* [What you are asked to do]: Everything from the line with "Question. Indicate one point for each instance of the gravel" down to the last line of the material below must be written out exactly. Leave out all other lines.
:::
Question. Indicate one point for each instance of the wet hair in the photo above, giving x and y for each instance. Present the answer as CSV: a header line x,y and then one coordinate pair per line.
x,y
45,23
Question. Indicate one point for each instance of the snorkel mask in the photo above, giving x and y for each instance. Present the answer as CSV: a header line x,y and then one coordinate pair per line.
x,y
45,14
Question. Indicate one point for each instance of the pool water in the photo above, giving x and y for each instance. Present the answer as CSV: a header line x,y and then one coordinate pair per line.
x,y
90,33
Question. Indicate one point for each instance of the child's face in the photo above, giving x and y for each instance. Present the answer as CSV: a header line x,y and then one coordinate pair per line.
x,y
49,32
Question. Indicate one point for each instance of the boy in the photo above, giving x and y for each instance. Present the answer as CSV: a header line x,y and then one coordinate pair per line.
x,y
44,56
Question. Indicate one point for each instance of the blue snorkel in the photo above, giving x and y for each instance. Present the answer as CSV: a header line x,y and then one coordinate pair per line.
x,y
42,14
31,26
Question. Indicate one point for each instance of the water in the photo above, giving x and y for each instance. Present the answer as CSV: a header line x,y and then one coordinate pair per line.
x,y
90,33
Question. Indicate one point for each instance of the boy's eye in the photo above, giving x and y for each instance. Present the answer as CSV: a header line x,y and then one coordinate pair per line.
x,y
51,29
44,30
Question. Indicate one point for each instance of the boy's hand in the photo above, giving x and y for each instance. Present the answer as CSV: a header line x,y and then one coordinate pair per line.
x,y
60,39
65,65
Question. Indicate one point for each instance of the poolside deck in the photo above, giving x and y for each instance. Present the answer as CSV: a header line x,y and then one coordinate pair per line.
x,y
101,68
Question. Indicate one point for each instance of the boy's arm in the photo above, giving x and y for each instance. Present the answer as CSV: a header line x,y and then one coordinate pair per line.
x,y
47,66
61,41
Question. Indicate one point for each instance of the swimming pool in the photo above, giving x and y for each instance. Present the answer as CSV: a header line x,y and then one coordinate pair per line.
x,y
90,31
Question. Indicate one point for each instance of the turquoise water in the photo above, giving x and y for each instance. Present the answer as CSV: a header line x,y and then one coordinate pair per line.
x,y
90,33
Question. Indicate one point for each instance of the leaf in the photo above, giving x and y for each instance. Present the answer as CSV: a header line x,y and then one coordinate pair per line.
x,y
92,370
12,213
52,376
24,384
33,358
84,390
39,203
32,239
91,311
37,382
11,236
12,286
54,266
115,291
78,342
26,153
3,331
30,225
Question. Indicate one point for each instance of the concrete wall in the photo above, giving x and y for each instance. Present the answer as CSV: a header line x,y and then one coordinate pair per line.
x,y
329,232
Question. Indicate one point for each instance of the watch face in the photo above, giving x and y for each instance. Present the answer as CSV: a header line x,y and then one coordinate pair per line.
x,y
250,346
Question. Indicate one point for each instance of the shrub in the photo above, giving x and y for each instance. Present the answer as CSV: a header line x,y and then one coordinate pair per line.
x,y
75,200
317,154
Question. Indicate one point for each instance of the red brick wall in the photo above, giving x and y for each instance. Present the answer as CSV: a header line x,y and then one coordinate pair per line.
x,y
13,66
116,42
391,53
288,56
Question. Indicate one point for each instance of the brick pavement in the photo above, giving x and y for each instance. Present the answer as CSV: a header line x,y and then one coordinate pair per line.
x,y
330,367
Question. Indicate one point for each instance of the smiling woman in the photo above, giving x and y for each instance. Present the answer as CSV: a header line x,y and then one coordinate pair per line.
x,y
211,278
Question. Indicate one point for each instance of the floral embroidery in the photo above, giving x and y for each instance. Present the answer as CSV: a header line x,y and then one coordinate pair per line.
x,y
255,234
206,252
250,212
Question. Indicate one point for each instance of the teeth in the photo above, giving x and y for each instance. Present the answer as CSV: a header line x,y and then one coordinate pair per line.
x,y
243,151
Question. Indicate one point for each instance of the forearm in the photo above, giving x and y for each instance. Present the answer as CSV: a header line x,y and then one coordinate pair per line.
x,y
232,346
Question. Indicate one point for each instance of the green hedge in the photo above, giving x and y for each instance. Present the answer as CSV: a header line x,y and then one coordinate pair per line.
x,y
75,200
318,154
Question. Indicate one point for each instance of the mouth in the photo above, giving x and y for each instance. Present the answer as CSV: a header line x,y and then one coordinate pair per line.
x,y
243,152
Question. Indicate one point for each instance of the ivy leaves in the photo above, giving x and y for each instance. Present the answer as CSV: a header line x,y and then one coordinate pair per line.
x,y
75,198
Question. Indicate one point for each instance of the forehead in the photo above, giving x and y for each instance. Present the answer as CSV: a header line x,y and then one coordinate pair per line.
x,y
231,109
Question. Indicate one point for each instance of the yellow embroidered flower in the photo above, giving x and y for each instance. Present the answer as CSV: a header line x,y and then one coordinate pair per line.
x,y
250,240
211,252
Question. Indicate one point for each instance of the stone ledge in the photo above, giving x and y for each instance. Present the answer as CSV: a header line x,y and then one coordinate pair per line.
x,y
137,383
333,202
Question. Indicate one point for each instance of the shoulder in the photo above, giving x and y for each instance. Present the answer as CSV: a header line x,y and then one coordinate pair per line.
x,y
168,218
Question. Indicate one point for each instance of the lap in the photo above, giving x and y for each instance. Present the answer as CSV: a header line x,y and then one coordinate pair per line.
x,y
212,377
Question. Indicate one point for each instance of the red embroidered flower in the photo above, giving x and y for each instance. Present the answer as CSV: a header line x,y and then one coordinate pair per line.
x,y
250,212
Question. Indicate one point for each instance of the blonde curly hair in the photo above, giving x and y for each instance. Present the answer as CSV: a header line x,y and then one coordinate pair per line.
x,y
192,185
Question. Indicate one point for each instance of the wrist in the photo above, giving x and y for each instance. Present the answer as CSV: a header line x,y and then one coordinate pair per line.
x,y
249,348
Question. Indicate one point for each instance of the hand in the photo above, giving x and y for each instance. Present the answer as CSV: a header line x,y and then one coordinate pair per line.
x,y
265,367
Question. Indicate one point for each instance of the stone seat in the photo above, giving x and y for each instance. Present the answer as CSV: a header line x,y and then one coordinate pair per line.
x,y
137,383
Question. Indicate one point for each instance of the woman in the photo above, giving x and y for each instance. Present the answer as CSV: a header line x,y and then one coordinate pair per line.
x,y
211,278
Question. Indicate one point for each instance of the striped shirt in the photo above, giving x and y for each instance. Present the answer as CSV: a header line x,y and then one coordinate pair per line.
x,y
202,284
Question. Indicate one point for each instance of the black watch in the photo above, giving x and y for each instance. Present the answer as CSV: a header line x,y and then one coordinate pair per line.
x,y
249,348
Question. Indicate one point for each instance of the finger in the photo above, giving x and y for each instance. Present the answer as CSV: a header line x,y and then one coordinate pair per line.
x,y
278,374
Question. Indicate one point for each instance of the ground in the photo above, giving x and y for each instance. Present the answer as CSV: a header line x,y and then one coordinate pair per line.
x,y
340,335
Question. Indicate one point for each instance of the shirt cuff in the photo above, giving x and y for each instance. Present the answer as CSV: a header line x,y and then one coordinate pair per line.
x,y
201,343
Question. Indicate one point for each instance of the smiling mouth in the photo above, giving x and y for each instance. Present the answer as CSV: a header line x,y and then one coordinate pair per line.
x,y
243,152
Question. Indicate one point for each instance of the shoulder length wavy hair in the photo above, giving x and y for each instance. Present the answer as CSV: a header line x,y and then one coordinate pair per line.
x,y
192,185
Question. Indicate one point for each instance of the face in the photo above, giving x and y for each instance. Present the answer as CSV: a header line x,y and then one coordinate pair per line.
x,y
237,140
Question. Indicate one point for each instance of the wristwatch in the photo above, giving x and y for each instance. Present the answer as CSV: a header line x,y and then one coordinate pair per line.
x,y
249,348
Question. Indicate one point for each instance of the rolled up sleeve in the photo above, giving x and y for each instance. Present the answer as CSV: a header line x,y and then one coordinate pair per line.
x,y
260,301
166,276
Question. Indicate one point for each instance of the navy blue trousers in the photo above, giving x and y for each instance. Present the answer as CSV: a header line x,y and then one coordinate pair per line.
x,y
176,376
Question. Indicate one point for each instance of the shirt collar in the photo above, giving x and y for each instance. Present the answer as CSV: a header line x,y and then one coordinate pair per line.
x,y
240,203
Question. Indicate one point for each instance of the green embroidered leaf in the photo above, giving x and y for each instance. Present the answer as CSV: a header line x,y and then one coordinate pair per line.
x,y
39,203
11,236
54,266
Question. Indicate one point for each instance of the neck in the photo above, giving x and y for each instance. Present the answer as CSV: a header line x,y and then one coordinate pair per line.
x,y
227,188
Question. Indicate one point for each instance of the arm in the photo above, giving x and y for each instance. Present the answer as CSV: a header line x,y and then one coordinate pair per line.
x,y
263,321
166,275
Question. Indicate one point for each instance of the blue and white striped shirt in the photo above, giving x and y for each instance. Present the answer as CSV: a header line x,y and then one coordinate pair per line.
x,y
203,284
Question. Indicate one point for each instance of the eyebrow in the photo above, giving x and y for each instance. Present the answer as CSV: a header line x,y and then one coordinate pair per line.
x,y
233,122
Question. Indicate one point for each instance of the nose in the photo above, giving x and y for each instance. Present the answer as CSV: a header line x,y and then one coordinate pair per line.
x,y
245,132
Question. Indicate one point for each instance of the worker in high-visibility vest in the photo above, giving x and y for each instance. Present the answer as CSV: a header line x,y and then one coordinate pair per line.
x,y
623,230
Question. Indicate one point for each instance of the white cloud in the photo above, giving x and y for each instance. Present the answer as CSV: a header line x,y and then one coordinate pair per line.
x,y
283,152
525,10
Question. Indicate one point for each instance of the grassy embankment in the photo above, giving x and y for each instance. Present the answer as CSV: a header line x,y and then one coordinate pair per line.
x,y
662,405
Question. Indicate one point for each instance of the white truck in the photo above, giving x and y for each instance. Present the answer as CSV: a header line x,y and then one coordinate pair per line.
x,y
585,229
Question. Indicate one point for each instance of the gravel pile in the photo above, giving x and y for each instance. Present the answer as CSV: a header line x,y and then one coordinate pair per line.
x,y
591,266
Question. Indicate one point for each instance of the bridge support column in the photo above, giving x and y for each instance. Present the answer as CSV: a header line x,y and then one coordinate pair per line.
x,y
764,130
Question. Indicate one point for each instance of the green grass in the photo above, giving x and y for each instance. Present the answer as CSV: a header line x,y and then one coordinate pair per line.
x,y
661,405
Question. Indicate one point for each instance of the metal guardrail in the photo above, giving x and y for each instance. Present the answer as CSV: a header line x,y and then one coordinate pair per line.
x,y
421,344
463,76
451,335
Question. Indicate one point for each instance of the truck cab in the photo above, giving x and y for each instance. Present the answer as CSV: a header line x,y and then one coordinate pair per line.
:::
* [Solution to this exercise]:
Question. Indicate one point for each instance of the gravel pile in the photo above, giving x and y for each instance. Present the answer as CSV: a header line x,y and then one coordinate pair per line.
x,y
591,266
Question. Indicate one point for each instance of the bridge support column in the photo above, giving x and y for each instance. Present the answer as CSV: a header line x,y and then one coordinate pair per line.
x,y
764,130
Question. Indicate one point for each instance of the green grass in the photo above, giving x and y for each instance. Present the answer as CSV: a header line x,y and then one coordinate pair per line.
x,y
661,405
Question. Indicate one point for each instance of the metal guardrail in the photo above, giving x and y for each instance. Present the answer as CSV: a header line x,y and then one coordinate pair per line.
x,y
421,344
463,76
451,335
Question. Indicate one point for each instance of the truck cab in the photo above, giving x and y for each instance. Present the answer as CSV: a header line x,y and then one coordinate pair per line.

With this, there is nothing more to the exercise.